[start of AVAILABLE DATA]

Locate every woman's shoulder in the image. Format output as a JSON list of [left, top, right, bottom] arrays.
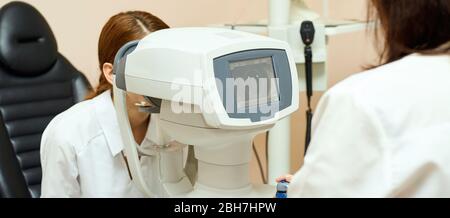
[[42, 100, 101, 149]]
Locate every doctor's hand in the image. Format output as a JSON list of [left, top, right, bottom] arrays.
[[275, 174, 293, 183]]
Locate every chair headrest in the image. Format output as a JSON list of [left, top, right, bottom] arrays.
[[0, 2, 58, 77]]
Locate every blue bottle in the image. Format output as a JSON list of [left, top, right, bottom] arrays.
[[275, 180, 289, 198]]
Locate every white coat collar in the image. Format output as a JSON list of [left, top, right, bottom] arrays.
[[93, 90, 123, 156]]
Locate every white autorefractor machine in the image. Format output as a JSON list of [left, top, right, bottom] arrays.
[[114, 28, 299, 198], [214, 0, 371, 184]]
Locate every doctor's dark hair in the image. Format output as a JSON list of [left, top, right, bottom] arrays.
[[368, 0, 450, 64], [87, 11, 169, 99]]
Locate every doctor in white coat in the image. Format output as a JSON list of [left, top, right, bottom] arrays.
[[278, 0, 450, 197], [41, 11, 169, 198]]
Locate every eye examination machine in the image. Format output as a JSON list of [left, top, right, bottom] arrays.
[[114, 28, 299, 198]]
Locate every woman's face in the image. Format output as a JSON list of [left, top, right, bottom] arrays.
[[103, 63, 149, 123]]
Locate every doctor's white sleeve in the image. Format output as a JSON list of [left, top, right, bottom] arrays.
[[288, 86, 392, 198], [41, 124, 81, 198]]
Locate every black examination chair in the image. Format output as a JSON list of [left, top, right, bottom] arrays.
[[0, 2, 90, 198]]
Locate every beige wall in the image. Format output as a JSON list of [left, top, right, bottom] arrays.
[[0, 0, 375, 184]]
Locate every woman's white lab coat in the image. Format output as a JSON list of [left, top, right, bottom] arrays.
[[41, 91, 158, 197], [289, 54, 450, 197]]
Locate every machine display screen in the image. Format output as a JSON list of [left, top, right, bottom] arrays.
[[229, 57, 279, 108]]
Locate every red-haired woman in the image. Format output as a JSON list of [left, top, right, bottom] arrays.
[[41, 11, 169, 197]]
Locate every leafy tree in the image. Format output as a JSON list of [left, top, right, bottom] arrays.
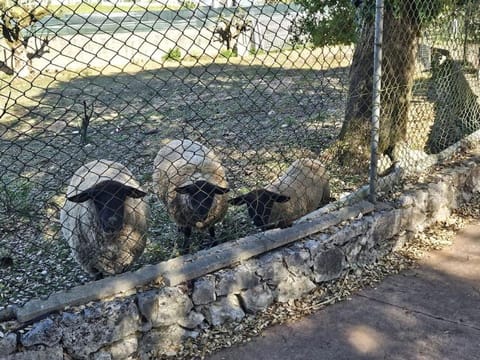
[[213, 7, 252, 50], [290, 0, 459, 169], [0, 0, 51, 76]]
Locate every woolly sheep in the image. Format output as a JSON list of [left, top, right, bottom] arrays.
[[153, 140, 230, 250], [60, 160, 148, 278], [230, 159, 330, 230]]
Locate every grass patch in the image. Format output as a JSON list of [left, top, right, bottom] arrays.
[[162, 47, 182, 61]]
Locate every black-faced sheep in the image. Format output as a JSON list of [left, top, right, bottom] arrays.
[[153, 140, 230, 250], [60, 160, 148, 278], [230, 159, 330, 230]]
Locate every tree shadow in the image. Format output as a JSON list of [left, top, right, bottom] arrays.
[[207, 226, 480, 360], [0, 58, 348, 301]]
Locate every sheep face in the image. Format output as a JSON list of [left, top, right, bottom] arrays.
[[229, 189, 290, 230], [67, 180, 146, 234], [175, 180, 230, 223]]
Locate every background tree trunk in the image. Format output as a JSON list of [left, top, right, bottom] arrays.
[[340, 1, 420, 162]]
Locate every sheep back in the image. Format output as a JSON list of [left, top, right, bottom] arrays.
[[265, 158, 330, 225], [60, 160, 148, 275], [153, 140, 228, 229]]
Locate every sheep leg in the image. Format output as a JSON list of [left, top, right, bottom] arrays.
[[208, 225, 218, 246], [178, 226, 192, 253]]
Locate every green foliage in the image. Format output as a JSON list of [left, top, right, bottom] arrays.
[[0, 178, 32, 216], [291, 0, 464, 46], [292, 0, 356, 46], [220, 49, 237, 59], [162, 47, 182, 61]]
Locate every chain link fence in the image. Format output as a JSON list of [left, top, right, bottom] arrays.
[[0, 0, 480, 308]]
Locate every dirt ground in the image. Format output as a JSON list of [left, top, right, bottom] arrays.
[[0, 50, 352, 307]]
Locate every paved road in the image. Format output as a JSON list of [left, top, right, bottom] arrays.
[[207, 224, 480, 360]]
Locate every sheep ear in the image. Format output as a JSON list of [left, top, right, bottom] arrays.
[[67, 189, 93, 203], [125, 186, 147, 199], [215, 186, 230, 195]]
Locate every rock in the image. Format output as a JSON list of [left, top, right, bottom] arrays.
[[240, 284, 273, 314], [283, 245, 312, 275], [313, 248, 345, 282], [178, 310, 205, 330], [1, 346, 63, 360], [216, 264, 260, 296], [98, 336, 138, 360], [371, 210, 402, 244], [428, 181, 457, 222], [192, 275, 217, 305], [274, 276, 316, 302], [256, 252, 290, 286], [93, 351, 113, 360], [20, 318, 62, 348], [137, 287, 193, 327], [203, 295, 245, 326], [0, 333, 17, 356], [138, 325, 193, 360], [63, 299, 141, 358]]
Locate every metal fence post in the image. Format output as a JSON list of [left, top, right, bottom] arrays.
[[369, 0, 383, 202]]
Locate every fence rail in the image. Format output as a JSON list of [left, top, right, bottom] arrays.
[[0, 0, 480, 308]]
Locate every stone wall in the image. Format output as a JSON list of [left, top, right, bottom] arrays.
[[0, 155, 480, 360]]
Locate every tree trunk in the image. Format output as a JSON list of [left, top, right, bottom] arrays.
[[340, 5, 419, 162]]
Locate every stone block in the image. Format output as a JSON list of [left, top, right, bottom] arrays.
[[137, 287, 193, 327], [215, 264, 260, 296], [20, 318, 62, 347], [177, 310, 205, 330], [274, 276, 316, 302], [0, 333, 17, 356], [371, 210, 402, 244], [62, 299, 141, 359], [313, 248, 345, 282], [192, 275, 217, 305], [256, 252, 290, 286], [239, 284, 273, 314], [1, 346, 63, 360], [202, 295, 245, 326], [283, 246, 312, 275], [137, 325, 196, 360]]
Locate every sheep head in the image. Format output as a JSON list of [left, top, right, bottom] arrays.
[[67, 180, 147, 234], [229, 189, 290, 230], [175, 180, 230, 222]]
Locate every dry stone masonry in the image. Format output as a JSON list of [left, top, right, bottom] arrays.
[[0, 156, 480, 360]]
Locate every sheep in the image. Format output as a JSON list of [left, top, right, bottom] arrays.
[[229, 158, 330, 230], [60, 160, 149, 279], [153, 139, 230, 251]]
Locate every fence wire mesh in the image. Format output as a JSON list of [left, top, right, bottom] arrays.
[[0, 0, 480, 308]]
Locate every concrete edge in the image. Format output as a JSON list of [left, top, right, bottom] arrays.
[[9, 201, 374, 323]]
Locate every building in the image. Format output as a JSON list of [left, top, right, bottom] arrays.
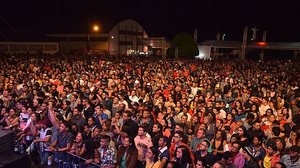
[[47, 19, 170, 55]]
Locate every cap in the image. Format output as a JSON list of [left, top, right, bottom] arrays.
[[243, 146, 256, 157]]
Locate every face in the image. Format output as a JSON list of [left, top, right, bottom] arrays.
[[216, 131, 222, 139], [176, 148, 182, 158], [212, 163, 222, 168], [267, 147, 274, 155], [196, 160, 204, 168], [152, 124, 159, 133], [123, 138, 130, 148], [200, 141, 208, 151], [75, 133, 82, 142], [173, 134, 181, 143], [146, 149, 154, 159], [123, 113, 129, 121], [231, 143, 239, 153], [138, 128, 145, 136], [59, 123, 67, 132], [197, 129, 204, 139], [100, 139, 109, 148], [158, 138, 165, 147], [238, 128, 244, 136], [253, 137, 260, 145]]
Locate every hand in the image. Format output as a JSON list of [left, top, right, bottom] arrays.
[[85, 159, 93, 164]]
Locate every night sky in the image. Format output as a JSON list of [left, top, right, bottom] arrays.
[[0, 0, 300, 41]]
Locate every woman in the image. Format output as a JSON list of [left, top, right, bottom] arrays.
[[251, 135, 266, 167], [160, 119, 171, 138], [3, 109, 19, 130], [285, 131, 299, 148], [203, 115, 216, 140], [145, 146, 160, 168], [173, 145, 193, 168], [188, 115, 200, 135], [211, 130, 227, 161], [195, 157, 209, 168], [237, 126, 249, 146], [242, 147, 260, 168], [116, 137, 138, 168], [225, 113, 236, 134], [70, 132, 85, 156]]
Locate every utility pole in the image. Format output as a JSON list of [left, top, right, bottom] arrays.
[[260, 31, 267, 63], [240, 27, 248, 60]]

[end of AVAILABLE DATA]

→ **WORK INSTRUCTIONS**
Rewrite the stretch of data from the start through the line that contains "[[41, 91, 158, 197], [289, 54, 450, 197]]", with "Locate" replaced by "Find" and everything else unchanged. Leave the pictures out of your answer.

→ **TASK RESPONSE**
Find every woman's shoulder in the image. Format output as a JSON list of [left, top, right, bottom] arrays.
[[42, 100, 101, 149]]
Find every doctor's hand in the image. Format output as a JSON list of [left, top, right, bottom] arrays.
[[275, 174, 293, 183]]
Find every chair headrest in the image. Format output as a JSON list of [left, top, right, bottom] arrays.
[[0, 2, 58, 77]]
Find every blue bottle in the image. Format output as a JSON list of [left, top, right, bottom] arrays.
[[275, 180, 289, 198]]
Find every white coat collar in the image. Format output as a JSON list of [left, top, right, bottom] arrays.
[[93, 90, 123, 156]]
Find every white autorefractor machine in the image. Format output as a JSON list of [left, top, right, bottom] arrays.
[[114, 28, 299, 198], [214, 0, 371, 184]]
Find every doctor's dark hair in the image. Format output as a JSON list of [left, top, right, bottom] arrays.
[[368, 0, 450, 64], [87, 11, 169, 99]]
Find every doctor in white coat in the image. Format output as a JSON list of [left, top, right, bottom] arrays.
[[278, 0, 450, 197], [41, 11, 169, 198]]
Find every eye examination machine in the image. Format output as a JSON list of [left, top, right, bottom] arrays.
[[114, 28, 299, 198]]
Find every woman's face in the image. Format output as a JSON list of [left, top, right, bottom] arrays.
[[103, 63, 149, 123]]
Find every doctor's white sleeve in the image. Format output as a JSON list of [left, top, right, bottom] arrays.
[[288, 86, 392, 198], [41, 124, 81, 198]]
Find every black examination chair in the image. Format output as a JSON list of [left, top, right, bottom] arrays.
[[0, 2, 90, 198]]
Find every beige wall in the image. Format output as a JSON list of [left, top, right, bottom] arrays.
[[0, 0, 375, 184]]
Find every woman's white lab coat in the image. Format output as a JSON list of [left, top, right, bottom] arrays.
[[41, 91, 158, 197], [289, 54, 450, 197]]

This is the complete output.